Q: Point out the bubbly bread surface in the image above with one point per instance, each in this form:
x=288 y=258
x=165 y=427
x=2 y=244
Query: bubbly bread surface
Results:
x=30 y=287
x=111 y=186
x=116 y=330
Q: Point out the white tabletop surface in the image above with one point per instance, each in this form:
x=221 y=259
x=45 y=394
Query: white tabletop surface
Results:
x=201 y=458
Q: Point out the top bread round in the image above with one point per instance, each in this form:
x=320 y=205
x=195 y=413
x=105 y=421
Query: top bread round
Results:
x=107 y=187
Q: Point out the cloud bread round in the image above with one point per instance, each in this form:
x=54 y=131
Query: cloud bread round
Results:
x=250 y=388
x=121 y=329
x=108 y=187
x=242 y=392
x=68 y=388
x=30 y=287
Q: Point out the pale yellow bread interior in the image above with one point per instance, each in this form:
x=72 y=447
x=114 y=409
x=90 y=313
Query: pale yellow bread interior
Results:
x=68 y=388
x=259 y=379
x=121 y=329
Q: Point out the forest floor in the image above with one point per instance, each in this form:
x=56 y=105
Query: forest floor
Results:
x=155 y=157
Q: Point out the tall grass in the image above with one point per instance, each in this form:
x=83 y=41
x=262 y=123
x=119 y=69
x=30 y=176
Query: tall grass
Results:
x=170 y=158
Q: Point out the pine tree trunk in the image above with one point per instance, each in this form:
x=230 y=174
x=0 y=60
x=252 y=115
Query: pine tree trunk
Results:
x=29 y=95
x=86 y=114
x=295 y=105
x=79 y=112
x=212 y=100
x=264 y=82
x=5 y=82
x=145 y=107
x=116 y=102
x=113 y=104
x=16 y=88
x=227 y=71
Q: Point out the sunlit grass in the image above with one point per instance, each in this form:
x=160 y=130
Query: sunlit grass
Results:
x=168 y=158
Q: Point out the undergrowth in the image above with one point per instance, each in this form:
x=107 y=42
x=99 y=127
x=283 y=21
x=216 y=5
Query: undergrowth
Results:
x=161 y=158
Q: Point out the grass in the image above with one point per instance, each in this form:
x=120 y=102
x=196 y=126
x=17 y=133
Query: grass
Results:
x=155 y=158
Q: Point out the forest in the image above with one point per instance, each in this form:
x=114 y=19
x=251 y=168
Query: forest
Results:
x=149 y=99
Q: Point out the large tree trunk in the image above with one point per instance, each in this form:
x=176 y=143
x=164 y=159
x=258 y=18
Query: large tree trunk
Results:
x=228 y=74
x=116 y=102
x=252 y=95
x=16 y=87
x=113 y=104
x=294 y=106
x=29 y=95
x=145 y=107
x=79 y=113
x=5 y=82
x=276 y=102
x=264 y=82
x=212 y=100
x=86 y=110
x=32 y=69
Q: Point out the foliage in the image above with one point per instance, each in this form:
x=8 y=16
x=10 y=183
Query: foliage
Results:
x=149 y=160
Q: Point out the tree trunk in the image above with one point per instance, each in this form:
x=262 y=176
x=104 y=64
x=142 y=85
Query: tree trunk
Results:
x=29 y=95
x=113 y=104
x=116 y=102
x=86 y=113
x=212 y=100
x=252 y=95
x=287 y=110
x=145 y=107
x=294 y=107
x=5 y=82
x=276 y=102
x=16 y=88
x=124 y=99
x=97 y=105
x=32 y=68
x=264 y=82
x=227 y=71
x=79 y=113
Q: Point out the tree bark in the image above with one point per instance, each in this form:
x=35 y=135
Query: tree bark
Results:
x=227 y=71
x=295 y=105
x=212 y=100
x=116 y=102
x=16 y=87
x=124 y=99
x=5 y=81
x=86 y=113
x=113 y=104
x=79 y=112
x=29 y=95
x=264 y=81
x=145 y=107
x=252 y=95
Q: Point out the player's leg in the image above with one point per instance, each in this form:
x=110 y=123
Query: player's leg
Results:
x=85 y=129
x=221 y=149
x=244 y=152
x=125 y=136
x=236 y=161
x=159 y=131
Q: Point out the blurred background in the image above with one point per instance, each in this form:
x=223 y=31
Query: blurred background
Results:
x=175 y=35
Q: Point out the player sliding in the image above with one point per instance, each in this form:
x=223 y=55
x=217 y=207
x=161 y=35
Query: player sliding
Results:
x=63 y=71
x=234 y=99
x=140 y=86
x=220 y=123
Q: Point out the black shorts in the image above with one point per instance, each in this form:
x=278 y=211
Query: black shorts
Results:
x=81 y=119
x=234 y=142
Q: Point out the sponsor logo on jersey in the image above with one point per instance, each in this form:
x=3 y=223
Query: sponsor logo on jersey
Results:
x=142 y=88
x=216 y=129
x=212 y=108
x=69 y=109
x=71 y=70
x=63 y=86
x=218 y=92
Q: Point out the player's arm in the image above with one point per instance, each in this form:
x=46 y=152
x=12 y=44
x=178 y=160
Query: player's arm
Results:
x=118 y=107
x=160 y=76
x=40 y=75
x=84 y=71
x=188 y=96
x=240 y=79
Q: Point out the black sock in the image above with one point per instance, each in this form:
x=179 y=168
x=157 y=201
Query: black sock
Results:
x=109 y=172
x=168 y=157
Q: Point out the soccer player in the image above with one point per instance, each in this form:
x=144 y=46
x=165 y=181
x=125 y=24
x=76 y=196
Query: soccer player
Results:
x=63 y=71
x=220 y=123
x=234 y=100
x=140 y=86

- **Problem**: Reproduce everything from the start of the entries down to the line containing "x=168 y=158", including that line and each request, with every x and y coordinate in the answer points multiplied by 1.5 and rounded to the nearest whole number, halves rounding up. Leave all numbers in the requests and their format samples unchanged.

- **Response**:
Q: Point out the bubbly bread surface in the image above with one point per instance, each in this form:
x=288 y=258
x=165 y=427
x=2 y=244
Query: bubbly bread surface
Results:
x=45 y=431
x=167 y=279
x=174 y=495
Q: Point out the white tabletop surface in the image above with one point per instance, each in this form:
x=221 y=259
x=45 y=394
Query: white tabletop surface
Results:
x=302 y=687
Q: Point out the top bread round in the image above with one point per instance, each in this form:
x=320 y=205
x=195 y=413
x=105 y=421
Query: top bread round
Results:
x=161 y=281
Q: Point out the cloud bread round in the image above with one point per instance, each in this form:
x=54 y=131
Query: cloud bread round
Results:
x=375 y=582
x=182 y=494
x=162 y=281
x=363 y=588
x=102 y=582
x=45 y=431
Q: Point out the pale yellow bread interior in the image above with one point per instance, each in this form:
x=72 y=447
x=114 y=409
x=90 y=313
Query: pale yellow bread interior
Results:
x=102 y=582
x=389 y=569
x=182 y=494
Q: Point out the forest floor in the image above with one point per instance, each in this form:
x=56 y=105
Query: forest floor
Results:
x=233 y=236
Q: Point out the tall grass in the image above with one point per instance, each in this form:
x=83 y=41
x=262 y=123
x=119 y=69
x=30 y=176
Query: tall grass
Results:
x=255 y=237
Q: Point out the pine tree trunk in the image above with one point per instance, each in this form:
x=230 y=174
x=0 y=60
x=252 y=115
Query: pine tree trunk
Results:
x=44 y=143
x=129 y=171
x=443 y=158
x=119 y=168
x=318 y=150
x=396 y=123
x=8 y=123
x=218 y=161
x=174 y=153
x=170 y=156
x=24 y=132
x=341 y=107
Q: Point out the sunlit grass in the image above with one point per instance, each in this form:
x=160 y=130
Query: sunlit grass
Results:
x=252 y=237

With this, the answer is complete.